Task requirements –
**1.** List every item the police officer's flashlight reveals inside the parked cars in the passage about Puzzle's search.
**2.** In the passage about Puzzle's search, what kinds of houses line the street?
**3.** Carry on with the passage about Puzzle's search, starting after its last sentence.

Document excerpt –

A hundred places to hide in any one block of this street, and none of them warm. It could take a team of humans hours to visually search the same night sector a dog can clear in an hour. Puzzle works calmly, either unaware of her great responsibility or unafraid of it.
The houses are mostly dark. Here and there, a lamp for a walkway, but not too many of those. These are long, flat neo-Colonials or ranch houses built in the eighties, it appears—brick and siding, vinyl-clad windows and painted shutters that were never meant to shut. Mature trees throw long shadows across doorways; the streetlight that filters through their branches turns the pale winter grass a silvery blue.
There are vehicles parked on both sides of the street, I zigzag Puzzle back and forth as we pass along them. A single unlocked car or truck might be enough to shelter Jimmy, and from his caregivers' description, I think he might be enterprising enough to climb into an unfamiliar vehicle. I wonder also about him huddling in the darkened doorways of houses, but Jimmy's scent would be quickly apparent to Puzzle
even if we couldn't see him.
Puzzle has no interest in any of the cars. She puts her nose to the edges of doors and beneath each one itself, but it's a trained check, not one provoked by the scent she remembers from Jimmy's sock twenty minutes ago. Behind us, the police officer flicks his flashlight into each car as we approach it, briefly revealing their interiors white-bright in sequence, as though each were caught by the flash of an intruder's camera. We see knobby seatback massagers, cardboard pine trees hanging from rearview mirrors, a stack of textbooks, and a mound of fast-food bags in a passenger seat. In one car, an adult magazine lies on the dashboard. Trotting ahead as the officer works behind us, Puzzle has already cleared the cars, and the officer also dismisses every vehicle on this street in turn.

Raw data –
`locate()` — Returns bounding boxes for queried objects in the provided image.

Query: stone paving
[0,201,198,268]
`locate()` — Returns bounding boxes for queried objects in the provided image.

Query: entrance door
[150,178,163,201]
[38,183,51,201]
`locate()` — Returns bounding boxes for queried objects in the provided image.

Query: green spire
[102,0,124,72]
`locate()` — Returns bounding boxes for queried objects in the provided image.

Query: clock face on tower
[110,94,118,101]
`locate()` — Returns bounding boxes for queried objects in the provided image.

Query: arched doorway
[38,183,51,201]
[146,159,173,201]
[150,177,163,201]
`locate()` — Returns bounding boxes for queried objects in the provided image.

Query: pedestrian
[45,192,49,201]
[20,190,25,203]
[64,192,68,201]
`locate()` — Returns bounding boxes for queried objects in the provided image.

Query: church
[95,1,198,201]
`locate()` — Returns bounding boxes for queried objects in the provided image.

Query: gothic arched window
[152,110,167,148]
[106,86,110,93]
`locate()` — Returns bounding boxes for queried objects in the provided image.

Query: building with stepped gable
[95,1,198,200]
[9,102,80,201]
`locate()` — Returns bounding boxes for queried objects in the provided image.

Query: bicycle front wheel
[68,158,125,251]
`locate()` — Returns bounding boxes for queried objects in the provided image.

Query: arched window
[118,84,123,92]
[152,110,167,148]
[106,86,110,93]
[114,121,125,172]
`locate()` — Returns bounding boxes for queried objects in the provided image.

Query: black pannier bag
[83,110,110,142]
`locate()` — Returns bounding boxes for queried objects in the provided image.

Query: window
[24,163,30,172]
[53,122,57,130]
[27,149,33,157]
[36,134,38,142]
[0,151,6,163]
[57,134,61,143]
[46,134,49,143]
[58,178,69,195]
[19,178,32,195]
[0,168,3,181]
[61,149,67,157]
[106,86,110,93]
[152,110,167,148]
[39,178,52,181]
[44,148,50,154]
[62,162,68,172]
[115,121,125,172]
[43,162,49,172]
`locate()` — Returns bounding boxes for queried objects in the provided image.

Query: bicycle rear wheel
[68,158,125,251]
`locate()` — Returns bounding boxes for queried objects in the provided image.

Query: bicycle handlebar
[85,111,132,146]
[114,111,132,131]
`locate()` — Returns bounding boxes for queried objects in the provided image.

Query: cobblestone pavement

Your responses –
**1.**
- Knobby seatback massagers
- Cardboard pine trees hanging from rearview mirrors
- A stack of textbooks
- A mound of fast-food bags in a passenger seat
- An adult magazine on a dashboard

**2.** Long, flat neo-Colonials or ranch houses built in the eighties.

**3.**
We move briefly south at a cross street, then turn into an alley to work our way back east. Here are private spaces and a great deal more light than we found on the street. Whether fearing break-ins or not yet down for the night, the residents on either side of the alley have their garage lights on. We walk more slowly here as Puzzle threads her way behind each house. Some have motion-sensitive security lights; our passage causes a click-click-click and a sudden blaze to warn us away.
The cold front has thoroughly arrived; the wind is fitful and irregular around the fences and the boats, campers, and spare vehicles parked on driveways. No uninterrupted scent cones here. I try to frame this environment as Puzzle experiences it: I imagine human scent swifting between houses, slamming into the sides of campers, and parting there to wind around each side or slip underneath. I watch Puzzle raise her nose and circle slightly, maneuvering the odd spaces as she ferrets this human scent and that one—new, older, and oldest—dismissing all of them as irrelevant.